Supplied records:
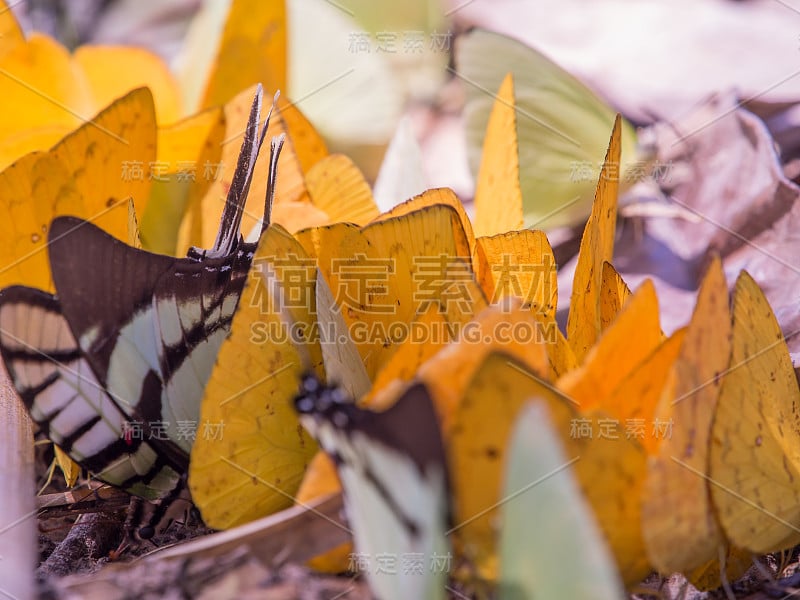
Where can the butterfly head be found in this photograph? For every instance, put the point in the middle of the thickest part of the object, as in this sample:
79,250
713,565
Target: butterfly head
318,400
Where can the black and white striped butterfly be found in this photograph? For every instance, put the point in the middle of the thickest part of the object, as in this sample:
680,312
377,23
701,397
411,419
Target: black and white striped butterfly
394,478
129,338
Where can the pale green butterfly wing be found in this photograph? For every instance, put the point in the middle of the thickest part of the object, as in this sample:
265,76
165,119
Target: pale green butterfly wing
550,544
562,126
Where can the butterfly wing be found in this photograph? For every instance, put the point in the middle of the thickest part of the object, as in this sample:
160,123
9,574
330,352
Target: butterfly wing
149,325
193,306
68,402
562,126
392,468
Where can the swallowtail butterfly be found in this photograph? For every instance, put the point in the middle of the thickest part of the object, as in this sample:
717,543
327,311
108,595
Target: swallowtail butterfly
392,468
112,364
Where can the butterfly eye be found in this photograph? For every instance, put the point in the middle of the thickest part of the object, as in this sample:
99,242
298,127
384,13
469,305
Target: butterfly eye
310,384
304,404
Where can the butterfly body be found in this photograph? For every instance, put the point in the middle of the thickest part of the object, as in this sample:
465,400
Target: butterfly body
392,468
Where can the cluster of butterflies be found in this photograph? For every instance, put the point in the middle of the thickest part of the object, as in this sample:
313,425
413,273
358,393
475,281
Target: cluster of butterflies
136,337
129,338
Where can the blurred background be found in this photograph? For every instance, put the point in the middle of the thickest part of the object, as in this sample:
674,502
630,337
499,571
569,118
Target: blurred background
357,67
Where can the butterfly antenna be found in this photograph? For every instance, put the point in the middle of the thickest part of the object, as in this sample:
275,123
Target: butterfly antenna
228,234
276,145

To be done: Copy out the lines above word for word, from the first through the last, and leave out the pictures.

Written reply:
Where can the butterfly head be found in this photograph? For every instance, put the point in the middle of the thickest part of the object, as in this sample:
79,250
713,565
Target: butterfly head
318,400
Where can the black and white striped butterfly be found in this photograph? For every instance, put the point in the middle of the thickest part of the object, as in this sample:
680,312
377,23
701,397
411,419
Target: black and white striped butterfly
394,478
129,338
Where can the pale green butterfly wing be found in this photograph? For every instance, put the point in the middle of the thickest part of the object, as in this sample:
265,76
165,119
Target: pale green butterfly wing
550,544
562,126
Where can the butterfly wing be found in this photograph? For every instance, put the point in the middle of the thickest part of the object, as in this sample:
160,123
9,574
330,352
Target: butterfly wing
149,325
193,306
68,402
562,126
392,468
Where can the swallowtail butterfly be found in this photograph? For every instance, put the point in the middle of the thickest part of the object, as in this sample:
717,543
327,311
108,595
Target: swallowtail butterfly
392,468
112,364
Where can the butterfly eye be found in this photograph? For every instance, put the point in the middle of the thickest part of the object, as in this sample:
99,242
298,127
384,13
469,305
Target: butterfly eye
310,384
304,404
Where can the butterfly body be found in this photograph? For every instance, put the point in the middle of the thickest part of the object, as in this sample:
465,400
Target: butterfly body
392,468
Where can the cluster of butterflies be found in this photograph? For every instance, put the point in the middle of the thickest part of the object, as in this sample:
313,425
413,273
358,393
475,281
Target: cluster of butterflies
136,337
129,338
Where can the blurred background be found in this photograph? For every instance, put the point in the middle of the thickest part of the object, as in this sample:
674,502
630,337
499,571
569,118
Target: blurred background
357,67
Where can the butterfly antenna be found in this photograph? For every instance, put the point in the middle of the thickest part of the object, as in this sample:
275,123
Target: butterfly antenna
228,234
276,145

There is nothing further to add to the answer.